* **SET EXERCISE**
Copy out all of the material below, swapping "parked car" for "parked vehicle" wherever it occurs and changing nothing else.

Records
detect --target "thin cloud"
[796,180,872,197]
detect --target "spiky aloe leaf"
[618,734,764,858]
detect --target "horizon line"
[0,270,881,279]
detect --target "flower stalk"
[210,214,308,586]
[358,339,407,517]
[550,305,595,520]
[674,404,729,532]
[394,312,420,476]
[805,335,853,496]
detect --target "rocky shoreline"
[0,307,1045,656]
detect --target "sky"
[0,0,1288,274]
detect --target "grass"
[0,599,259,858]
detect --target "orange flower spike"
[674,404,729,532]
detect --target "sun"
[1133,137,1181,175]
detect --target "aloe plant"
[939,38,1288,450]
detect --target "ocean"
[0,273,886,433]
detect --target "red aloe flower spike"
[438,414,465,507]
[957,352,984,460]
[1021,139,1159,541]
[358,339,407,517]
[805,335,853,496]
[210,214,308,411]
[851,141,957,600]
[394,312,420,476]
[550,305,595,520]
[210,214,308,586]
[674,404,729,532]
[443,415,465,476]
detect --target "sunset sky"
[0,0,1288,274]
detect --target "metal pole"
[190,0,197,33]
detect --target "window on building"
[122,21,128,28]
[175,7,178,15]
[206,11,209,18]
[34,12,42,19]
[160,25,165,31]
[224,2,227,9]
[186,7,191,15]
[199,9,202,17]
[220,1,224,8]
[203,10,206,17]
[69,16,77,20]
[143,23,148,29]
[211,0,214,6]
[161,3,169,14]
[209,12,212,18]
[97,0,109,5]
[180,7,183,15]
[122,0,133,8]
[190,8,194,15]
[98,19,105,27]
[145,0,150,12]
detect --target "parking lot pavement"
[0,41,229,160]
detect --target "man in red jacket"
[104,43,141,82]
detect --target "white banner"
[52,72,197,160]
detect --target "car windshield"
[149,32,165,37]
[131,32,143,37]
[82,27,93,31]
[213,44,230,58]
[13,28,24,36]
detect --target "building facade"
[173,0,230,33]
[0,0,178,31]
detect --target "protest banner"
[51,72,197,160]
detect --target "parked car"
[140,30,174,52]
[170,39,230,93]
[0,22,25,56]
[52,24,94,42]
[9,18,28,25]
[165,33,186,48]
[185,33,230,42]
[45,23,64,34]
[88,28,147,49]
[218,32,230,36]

* **RESPONSE BELOW**
detect --target "thin cloud"
[796,180,872,197]
detect --target "spiky aloe leaf"
[618,734,764,858]
detect --target "horizon line"
[0,270,881,279]
detect --target "flower stalk"
[210,214,308,586]
[358,339,407,517]
[550,305,595,520]
[674,404,729,532]
[394,312,420,476]
[805,335,853,496]
detect --target "rocky shoreline"
[0,307,1045,656]
detect --target "sky"
[0,0,1288,274]
detect --target "grass"
[0,599,259,858]
detect --target "orange flower spike"
[674,404,729,532]
detect --target "sun"
[1133,137,1181,175]
detect --target "aloe plant"
[939,38,1288,450]
detect --target "ocean"
[0,273,886,433]
detect --target "red aloe flower spike"
[438,414,465,507]
[957,352,984,460]
[1021,139,1159,541]
[358,339,407,517]
[805,335,853,496]
[210,214,308,411]
[851,141,957,600]
[394,312,420,476]
[550,305,595,520]
[210,214,308,586]
[674,404,729,532]
[443,415,465,476]
detect --target "sunset sky"
[0,0,1288,274]
detect --target "metal pole"
[190,0,197,33]
detect --target "window on building"
[122,21,128,28]
[175,7,178,15]
[206,11,209,18]
[34,12,42,19]
[160,25,165,31]
[224,2,227,9]
[186,7,191,15]
[199,9,202,17]
[220,1,224,8]
[203,10,206,17]
[69,16,77,20]
[143,23,148,29]
[211,0,214,6]
[161,3,169,14]
[209,12,212,18]
[97,0,109,5]
[180,7,183,15]
[122,0,133,8]
[190,8,194,15]
[98,19,105,27]
[145,0,150,12]
detect --target "parking lot pavement"
[0,41,229,160]
detect --target "man in red jacket"
[104,43,141,82]
detect --target "white banner"
[52,72,197,160]
detect --target "car windshield"
[149,32,165,37]
[131,32,143,37]
[82,27,93,31]
[213,44,230,58]
[13,28,24,36]
detect --target "building facade"
[173,0,230,33]
[0,0,178,31]
detect --target "protest banner"
[51,72,197,160]
detect --target "parked vehicle"
[140,30,174,52]
[170,39,230,93]
[0,22,25,56]
[52,24,94,42]
[9,18,28,25]
[165,33,186,48]
[185,33,230,42]
[45,23,64,34]
[88,28,147,49]
[218,32,230,36]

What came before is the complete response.